• **SELECTED EXCERPT**
= = = = = = =

The Catholic Normal School and Pio Nono College, also known as Holy Family Normal School, was a paired institution (sharing the same faculty) in St. Francis, Wisconsin, which also included a high school component, founded in 1870 by Dr. Joseph Salzmann as the first Catholic normal school in the United States. The Normal School specialized in training young men in music education for Catholic boys' schools, while Pio Nono was a business school.

School for the deaf

St. John's School for the Deaf was founded as part of Pio Nono in 1876 as the Catholic Deaf and Dumb Asylum.  In its first year, the 17 students classes were held in the second floor of the Pio Nono gymnasium. A separate building for the school was completed in the summer of 1879 and dedicated in December of that year.  From 1889-1895 it operated as the coeducational St. John's Institute for Deaf Mutes.  In 1895, the institute became a fully independent school, and was no longer an entity within Pio Nono College.

= = = = = = =

• **EXCERPTED RECORDS**
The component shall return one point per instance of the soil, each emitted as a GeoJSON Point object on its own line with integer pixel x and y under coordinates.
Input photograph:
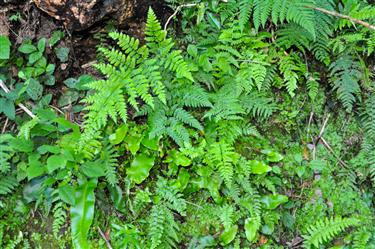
{"type": "Point", "coordinates": [35, 24]}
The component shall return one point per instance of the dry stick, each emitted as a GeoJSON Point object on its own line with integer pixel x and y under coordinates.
{"type": "Point", "coordinates": [24, 108]}
{"type": "Point", "coordinates": [329, 148]}
{"type": "Point", "coordinates": [105, 238]}
{"type": "Point", "coordinates": [333, 13]}
{"type": "Point", "coordinates": [5, 126]}
{"type": "Point", "coordinates": [176, 11]}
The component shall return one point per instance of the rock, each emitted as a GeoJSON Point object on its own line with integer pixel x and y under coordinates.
{"type": "Point", "coordinates": [81, 14]}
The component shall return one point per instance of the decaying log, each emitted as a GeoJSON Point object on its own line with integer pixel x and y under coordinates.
{"type": "Point", "coordinates": [81, 14]}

= = = = = = =

• **WHAT TO WORK ON**
1. Reproduce the Pio Nono College passage word for word, starting at "St. John's School" and ending at "Pio Nono College.".
2. Extend the Pio Nono College passage with new text that picks up after its final sentence.

• **SOLVED TASKS**
1.
St. John's School for the Deaf was founded as part of Pio Nono in 1876 as the Catholic Deaf and Dumb Asylum.  In its first year, the 17 students classes were held in the second floor of the Pio Nono gymnasium. A separate building for the school was completed in the summer of 1879 and dedicated in December of that year.  From 1889-1895 it operated as the coeducational St. John's Institute for Deaf Mutes.  In 1895, the institute became a fully independent school, and was no longer an entity within Pio Nono College.

2.
College shut down 
The college and normal school portion was shut down in 1922, leaving Pio Nono High School, a Catholic boarding and day school for boys. In 1941, the high school was combined with minor seminary students transferred over from Saint Francis de Sales Seminary to form St. Francis Minor Seminary (1941-1963), later De Sales Preparatory Seminary (1963-1970), a four-year high school and junior college. Since in 1970 the official name was changed to De Sales Preparatory Seminary High School, presumably the junior college component was no longer in operation. In 1972, the high-school component (since 1965 again called Pio Nono High School) was merged with Don Bosco High School to become Thomas More High School, now Saint Thomas More H.S.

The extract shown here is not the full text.